2234

Meta-Learning Guided Pelvis MR to CT Translation: Addressing Cross-Modality Misalignments

Daniel Kim¹, Jae-Hun Lee¹, Yoseob Han², Kanghyun Ryu³, and Dong-Hyun Kim¹
¹Yonsei University, Seoul, Korea, Republic of, ²Soongsil University, Seoul, Korea, Republic of, ³Korea Institute of Science and Technology, Seoul, Korea, Republic of

Synopsis

Keywords: AI/ML Software, Body, Pelvis

Motivation: In radiation therapy planning, both MR and CT are essential, but there is a potential risk of radiation exposure from CT. To address this problem, MR to CT translation could be an important solution.

Goal(s): In cross-modality translations like MR to CT, misalignment is significant challenge. The goal is to develop a method that can effectively learn to handle this misalignment.

Approach: We propose a method that utilizes meta-learning to focus on reliable regions and employs loss functions and network suited for misalignment.

Results: Our method surpassed existing GAN-based methods in quantitative evaluations, particularly in the reconstruction of bone structures.

Impact: It can be seen that meta-learning can be effectively applied to the problem of misalignment. This can aid in preserving fine details and bone structures in MR to CT translation. It is also broadly applicable to cross-modality translation.

Introduction

MRI and CT imaging are widely used in radiation therapy planning¹. Although obtaining both types of data is part of the standard clinical workflow, it can be time-consuming and costly, with the additional concern of potential harm from CT radiation exposure. To reduce these problems, MR to CT translation can be an important solution for MR-only treatment planning². In cross-modality tasks like MR to CT translation, registration plays a critical role, especially in the pelvis where abdominal movement due to breathing can cause serious misalignment³. To address this challenge, two types of registration methods are utilized: linear and nonlinear. Nonlinear methods (e.g., B-spline, SyN, and Deformable) are proactive in registration but often lead to blurring because of interpolation⁴. In contrast, linear methods (e.g., rigid, affine) may have lower registration performance but almost never cause blurring. We present a learning approach that is more robust under the conditions of linear registration, which is typically more prone to misalignment.

──────

What to do:
• 1. Write out the stretch of the pelvis MR-to-CT translation abstract from "Goal(s): In cross-modality" through "to cross-modality translation.".
• 2. Keep writing the pelvis MR-to-CT translation abstract, starting right after its last sentence.
The data after this comes from a separate source.

──────

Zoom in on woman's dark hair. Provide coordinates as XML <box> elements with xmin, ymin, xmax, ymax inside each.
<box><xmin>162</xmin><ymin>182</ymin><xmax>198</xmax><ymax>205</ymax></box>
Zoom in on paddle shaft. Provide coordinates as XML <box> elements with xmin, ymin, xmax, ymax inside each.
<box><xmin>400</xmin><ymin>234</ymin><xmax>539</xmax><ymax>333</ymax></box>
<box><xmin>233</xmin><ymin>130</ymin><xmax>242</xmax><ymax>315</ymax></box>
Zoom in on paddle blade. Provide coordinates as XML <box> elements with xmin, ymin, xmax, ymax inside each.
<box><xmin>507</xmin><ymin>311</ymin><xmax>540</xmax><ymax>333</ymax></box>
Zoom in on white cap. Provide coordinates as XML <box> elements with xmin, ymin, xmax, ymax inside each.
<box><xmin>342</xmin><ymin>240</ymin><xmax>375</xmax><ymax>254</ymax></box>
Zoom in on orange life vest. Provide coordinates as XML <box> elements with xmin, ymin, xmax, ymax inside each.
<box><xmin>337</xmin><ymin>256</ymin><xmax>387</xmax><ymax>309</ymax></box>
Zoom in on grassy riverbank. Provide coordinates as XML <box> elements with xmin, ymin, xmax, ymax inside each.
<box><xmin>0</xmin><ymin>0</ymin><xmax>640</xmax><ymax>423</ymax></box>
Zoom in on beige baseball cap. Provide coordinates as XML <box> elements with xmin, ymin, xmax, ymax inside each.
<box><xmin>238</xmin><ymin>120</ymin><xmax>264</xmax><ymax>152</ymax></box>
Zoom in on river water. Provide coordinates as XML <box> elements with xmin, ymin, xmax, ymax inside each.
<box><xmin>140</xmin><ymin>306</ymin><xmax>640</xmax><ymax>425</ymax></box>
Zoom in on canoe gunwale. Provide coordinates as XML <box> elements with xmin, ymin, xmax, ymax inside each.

──────

Numbered answers:
• 1.
Goal(s): In cross-modality translations like MR to CT, misalignment is significant challenge. The goal is to develop a method that can effectively learn to handle this misalignment.

Approach: We propose a method that utilizes meta-learning to focus on reliable regions and employs loss functions and network suited for misalignment.

Results: Our method surpassed existing GAN-based methods in quantitative evaluations, particularly in the reconstruction of bone structures.

Impact: It can be seen that meta-learning can be effectively applied to the problem of misalignment. This can aid in preserving fine details and bone structures in MR to CT translation. It is also broadly applicable to cross-modality translation.

• 2.
Methods

1. Meta-learning-based Re-weighting⁵
Meta-learning reweighting addresses misalignment between source and target by focusing on reliable instances. This process starts by selecting a well-registered dataset as the validation set, then updates the weight map for each training set to enhance translation accuracy on the validation set. We define $$$(x,y)$$$ as the source-target pair and $$$\left\{\left(x_i, y_i\right), 1 \leq i \leq N\right\} \\$$$ as the training set. A well-registered validation set is assumed to be $$$\left\{\left(x_i^v, y_i^v\right), 1 \leq i \leq M\right\} \\$$$, and $$$M \ll N \\$$$. And define $$$(n,m)$$$ as the count of mini-batches for training and validation, respectively.
$$\hat{\theta}_{t+1}=\theta_t-\alpha \nabla \sum_{i=1}^n \epsilon_i\left\|y_i-f\left(x_i ; \theta_t\right)\right\|_p \\$$
The auxiliary variable $$$\epsilon$$$ is utilized to update the weights for the corresponding mini-batch within the training dataset.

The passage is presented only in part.